* WRITTEN EXERCISE:
Express as a JSON list of strings everything from the line containing "The component shall indicate one point per instance of the man" down to the line containing "x=1064 y=811", one string for each line and blank lines left out.

* MATERIAL SHOWN:
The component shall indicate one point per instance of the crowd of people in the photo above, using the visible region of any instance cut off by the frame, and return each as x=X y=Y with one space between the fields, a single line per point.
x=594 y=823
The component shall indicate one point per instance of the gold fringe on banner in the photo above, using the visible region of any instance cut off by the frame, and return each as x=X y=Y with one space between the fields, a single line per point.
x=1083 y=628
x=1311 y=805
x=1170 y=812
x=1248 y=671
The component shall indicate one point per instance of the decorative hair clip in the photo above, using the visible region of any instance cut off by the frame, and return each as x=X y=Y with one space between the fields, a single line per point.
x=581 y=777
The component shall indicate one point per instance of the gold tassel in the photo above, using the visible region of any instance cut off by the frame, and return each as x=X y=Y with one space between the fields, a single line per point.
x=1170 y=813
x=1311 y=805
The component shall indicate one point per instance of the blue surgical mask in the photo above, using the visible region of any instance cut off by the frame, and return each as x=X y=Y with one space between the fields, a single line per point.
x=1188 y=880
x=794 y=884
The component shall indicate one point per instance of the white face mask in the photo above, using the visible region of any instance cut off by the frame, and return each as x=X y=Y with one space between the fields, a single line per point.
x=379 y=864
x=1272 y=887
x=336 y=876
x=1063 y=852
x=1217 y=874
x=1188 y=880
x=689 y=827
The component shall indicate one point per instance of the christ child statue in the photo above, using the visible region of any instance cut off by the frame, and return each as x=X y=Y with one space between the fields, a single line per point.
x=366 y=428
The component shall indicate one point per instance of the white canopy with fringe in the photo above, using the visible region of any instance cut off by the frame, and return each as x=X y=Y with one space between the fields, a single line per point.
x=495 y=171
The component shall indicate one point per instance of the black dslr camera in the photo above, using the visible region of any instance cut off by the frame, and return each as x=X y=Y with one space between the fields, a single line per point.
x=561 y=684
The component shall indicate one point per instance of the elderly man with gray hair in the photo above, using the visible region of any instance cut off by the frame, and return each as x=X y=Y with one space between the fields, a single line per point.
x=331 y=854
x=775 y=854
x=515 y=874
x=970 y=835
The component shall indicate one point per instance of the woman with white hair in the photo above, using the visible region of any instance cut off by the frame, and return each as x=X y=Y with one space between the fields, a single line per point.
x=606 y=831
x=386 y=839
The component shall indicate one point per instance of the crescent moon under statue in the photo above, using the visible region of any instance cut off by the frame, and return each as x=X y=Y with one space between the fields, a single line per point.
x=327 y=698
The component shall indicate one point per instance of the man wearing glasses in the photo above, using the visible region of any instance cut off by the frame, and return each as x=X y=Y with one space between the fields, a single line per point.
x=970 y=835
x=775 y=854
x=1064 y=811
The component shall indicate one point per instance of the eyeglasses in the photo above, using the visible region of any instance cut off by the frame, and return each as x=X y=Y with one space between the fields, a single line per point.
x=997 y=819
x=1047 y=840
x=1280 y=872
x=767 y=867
* * *
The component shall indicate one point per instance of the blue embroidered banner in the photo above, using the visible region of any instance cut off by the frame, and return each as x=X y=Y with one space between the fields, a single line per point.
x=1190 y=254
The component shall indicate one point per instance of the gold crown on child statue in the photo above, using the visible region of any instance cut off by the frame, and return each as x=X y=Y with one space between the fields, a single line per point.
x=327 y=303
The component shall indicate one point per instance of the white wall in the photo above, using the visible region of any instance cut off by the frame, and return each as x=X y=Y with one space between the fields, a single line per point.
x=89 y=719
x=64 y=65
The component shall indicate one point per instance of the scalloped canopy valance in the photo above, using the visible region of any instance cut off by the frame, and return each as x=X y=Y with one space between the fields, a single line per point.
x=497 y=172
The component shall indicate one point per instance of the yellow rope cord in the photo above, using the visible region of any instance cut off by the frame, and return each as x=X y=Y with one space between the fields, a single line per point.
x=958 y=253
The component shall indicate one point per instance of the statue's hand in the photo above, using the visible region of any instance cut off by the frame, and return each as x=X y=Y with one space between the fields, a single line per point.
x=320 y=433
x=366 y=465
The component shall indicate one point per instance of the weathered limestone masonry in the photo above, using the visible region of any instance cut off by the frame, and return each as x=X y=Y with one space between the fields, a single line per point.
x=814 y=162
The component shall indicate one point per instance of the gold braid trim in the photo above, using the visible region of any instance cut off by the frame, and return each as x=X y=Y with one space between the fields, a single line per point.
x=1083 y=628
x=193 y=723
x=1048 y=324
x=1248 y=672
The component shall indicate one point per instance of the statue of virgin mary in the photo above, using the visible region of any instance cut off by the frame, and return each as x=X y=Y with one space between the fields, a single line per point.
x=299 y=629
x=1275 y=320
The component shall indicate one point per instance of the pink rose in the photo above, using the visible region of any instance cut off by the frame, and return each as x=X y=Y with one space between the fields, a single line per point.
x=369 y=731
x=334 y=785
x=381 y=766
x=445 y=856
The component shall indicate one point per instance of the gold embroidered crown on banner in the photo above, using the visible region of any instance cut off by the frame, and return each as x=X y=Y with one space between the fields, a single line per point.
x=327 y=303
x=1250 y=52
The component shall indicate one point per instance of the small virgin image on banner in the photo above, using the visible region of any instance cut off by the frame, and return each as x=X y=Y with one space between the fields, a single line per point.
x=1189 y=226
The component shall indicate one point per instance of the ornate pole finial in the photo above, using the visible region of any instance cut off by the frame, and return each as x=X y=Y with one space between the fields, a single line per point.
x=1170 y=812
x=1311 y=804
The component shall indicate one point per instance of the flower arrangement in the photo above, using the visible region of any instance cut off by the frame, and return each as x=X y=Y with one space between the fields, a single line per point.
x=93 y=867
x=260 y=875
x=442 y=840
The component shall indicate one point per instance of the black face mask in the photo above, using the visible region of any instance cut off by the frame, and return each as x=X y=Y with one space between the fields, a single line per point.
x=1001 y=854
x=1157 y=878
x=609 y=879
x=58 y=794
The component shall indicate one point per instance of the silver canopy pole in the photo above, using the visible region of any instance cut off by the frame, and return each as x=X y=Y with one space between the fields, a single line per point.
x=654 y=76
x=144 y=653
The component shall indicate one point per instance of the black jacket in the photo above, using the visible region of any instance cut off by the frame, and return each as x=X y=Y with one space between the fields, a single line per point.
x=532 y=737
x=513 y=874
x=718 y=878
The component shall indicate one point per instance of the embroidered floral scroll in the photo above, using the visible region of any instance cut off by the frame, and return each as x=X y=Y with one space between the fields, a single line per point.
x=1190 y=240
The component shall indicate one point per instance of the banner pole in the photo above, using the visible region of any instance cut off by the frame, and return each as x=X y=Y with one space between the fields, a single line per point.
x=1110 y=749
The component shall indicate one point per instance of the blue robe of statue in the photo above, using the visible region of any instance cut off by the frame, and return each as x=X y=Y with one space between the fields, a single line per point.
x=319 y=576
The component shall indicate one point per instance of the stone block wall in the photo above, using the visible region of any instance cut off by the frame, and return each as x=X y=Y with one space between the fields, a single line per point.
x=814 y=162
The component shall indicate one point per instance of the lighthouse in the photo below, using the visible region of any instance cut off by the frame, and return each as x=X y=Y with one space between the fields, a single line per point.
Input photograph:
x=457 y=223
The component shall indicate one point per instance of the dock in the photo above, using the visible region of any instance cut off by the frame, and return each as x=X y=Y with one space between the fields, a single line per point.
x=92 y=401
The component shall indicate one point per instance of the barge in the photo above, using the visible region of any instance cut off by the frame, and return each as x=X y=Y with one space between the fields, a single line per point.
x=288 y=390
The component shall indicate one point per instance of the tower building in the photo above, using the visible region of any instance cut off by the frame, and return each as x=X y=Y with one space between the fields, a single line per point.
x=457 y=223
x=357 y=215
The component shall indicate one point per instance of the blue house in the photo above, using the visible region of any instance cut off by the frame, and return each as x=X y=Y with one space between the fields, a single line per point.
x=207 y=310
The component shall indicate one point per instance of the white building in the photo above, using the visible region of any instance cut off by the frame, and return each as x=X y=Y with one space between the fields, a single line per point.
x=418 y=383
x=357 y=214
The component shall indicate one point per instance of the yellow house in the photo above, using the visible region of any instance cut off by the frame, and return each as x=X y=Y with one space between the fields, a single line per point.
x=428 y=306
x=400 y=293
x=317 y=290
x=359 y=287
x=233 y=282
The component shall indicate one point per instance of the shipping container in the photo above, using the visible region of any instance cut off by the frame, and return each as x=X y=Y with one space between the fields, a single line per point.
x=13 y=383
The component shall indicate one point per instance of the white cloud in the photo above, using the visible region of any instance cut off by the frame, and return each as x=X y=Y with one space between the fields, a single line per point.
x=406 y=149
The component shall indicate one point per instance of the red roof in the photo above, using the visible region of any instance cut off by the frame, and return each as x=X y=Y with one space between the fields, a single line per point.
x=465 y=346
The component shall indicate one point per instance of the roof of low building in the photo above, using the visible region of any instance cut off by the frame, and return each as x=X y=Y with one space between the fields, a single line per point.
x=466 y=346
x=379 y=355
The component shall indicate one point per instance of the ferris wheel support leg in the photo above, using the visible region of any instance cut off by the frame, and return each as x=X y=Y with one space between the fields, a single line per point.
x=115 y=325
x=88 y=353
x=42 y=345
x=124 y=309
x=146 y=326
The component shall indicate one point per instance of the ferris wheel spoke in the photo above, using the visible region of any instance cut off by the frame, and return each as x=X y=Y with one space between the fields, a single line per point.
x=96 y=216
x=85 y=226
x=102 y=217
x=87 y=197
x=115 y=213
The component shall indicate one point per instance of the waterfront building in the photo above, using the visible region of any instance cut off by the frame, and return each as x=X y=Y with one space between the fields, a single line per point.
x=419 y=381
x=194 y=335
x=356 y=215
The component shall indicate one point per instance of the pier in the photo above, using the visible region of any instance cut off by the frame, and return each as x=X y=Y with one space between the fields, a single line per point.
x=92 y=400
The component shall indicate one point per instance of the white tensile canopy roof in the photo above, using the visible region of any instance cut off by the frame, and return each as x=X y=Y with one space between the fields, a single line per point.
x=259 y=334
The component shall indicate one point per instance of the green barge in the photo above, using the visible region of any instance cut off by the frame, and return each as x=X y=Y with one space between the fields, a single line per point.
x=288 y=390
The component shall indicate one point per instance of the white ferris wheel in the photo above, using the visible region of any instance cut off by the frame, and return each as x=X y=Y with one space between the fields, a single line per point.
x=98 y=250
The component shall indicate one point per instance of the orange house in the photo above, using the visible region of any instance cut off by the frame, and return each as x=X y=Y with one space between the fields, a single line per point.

* RESULT OF THIS EXERCISE:
[
  "The component shall indicate one point per instance of the man wearing glasses in the photo above, using the visible region of any instance cut off by the frame, and return each as x=X y=Y with one space between the fields, a single line per point.",
  "x=970 y=835",
  "x=775 y=854",
  "x=1064 y=811"
]